Questions on the material:
1. Rewrite the part of the passage on Slack's marketing that opens with the words containing "Slack marketers are" and closes with "customer support tickets.", substituting "service" for "platform".
2. According to the passage on Slack's marketing, when did Watkins start at Slack?

Despite already having success outside the US, Watkins says other regions – especially Asia-Pacific – will continue to be a focus for Slack. “We've been on a pretty specific journey on the product front over the past year, making Slack available in new languages – French, German, Japanese. We'd love to do more interesting marketing work in different parts of the world.”

Slack's marketing success

After studying theology and working with a children's charity at Uganda, Watkins managed marketing at San Francisco-based tech businesses GitHub and Bugsnag. She started at Slack in February 2016 and took over marketing responsibilities at the end of that year.

Watkins believes successful marketers need to understand the human needs of their customers. In a Forbes article, she said marketers have to think of every day as their first day. She calls it “the curse of knowledge”.

“When you know something so deeply that it becomes habitually normal to you, it can be really hard to think about what the experience is of encountering it for the first time,” Watkins says. “I think we [Slack] have always placed an emphasis on marketing that's very authentic, marketing that's very human, marketing that really speaks to people in ways they can understand.

“We're only able to have an organisation that can achieve those things if we work to remember what it's like to be encountering Slack for the first time.”

Watkins encourages her team to participate in user research, by creating their own projects or working with others. “We’ve just had some marketers who went into exploratory research into some new countries we're considering localisation efforts – to really get that beginner's mindset.”

Slack marketers are asked to think about customer sign-up flows or take a day to create a new team on the platform. They are asked to consider what questions they had, what things they found confusing. Slack also has a program allowing anybody in the company to help answer customer support tickets.

Entries shown:
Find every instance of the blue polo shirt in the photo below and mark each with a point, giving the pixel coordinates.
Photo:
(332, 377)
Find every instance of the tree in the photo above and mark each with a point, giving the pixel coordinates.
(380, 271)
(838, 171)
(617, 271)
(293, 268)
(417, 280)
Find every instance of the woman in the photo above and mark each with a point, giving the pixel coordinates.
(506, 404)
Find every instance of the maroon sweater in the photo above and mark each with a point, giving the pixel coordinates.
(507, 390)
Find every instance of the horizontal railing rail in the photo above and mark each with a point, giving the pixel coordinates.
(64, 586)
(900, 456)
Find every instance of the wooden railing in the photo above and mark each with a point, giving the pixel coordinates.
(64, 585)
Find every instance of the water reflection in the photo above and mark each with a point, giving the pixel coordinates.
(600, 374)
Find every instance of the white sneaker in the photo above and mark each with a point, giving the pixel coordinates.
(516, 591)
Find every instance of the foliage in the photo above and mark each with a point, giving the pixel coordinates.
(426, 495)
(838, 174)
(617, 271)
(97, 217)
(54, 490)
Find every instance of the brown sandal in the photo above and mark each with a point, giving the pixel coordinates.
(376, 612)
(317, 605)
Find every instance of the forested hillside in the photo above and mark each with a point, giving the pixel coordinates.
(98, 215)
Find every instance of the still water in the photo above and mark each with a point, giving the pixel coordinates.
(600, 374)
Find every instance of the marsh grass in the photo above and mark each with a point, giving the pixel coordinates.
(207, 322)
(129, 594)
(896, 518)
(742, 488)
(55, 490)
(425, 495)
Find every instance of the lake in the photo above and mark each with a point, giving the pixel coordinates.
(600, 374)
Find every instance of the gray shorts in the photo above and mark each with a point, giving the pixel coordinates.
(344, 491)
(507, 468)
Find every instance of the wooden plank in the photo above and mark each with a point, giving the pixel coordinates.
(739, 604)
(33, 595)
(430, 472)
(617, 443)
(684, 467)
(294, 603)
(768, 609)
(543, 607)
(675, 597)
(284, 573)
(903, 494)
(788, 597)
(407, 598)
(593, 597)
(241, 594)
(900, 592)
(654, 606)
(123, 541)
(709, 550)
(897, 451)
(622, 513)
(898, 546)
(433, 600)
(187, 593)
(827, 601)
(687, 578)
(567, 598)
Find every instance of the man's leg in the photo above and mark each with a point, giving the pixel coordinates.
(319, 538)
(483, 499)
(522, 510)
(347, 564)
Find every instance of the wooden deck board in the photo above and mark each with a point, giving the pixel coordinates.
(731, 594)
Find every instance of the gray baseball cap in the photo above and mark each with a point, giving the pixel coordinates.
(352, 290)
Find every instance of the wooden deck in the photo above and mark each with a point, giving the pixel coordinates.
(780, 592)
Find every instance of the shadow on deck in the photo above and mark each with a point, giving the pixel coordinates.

Answers to the exercises:
1.
Slack marketers are asked to think about customer sign-up flows or take a day to create a new team on the service. They are asked to consider what questions they had, what things they found confusing. Slack also has a program allowing anybody in the company to help answer customer support tickets.

2. In February 2016.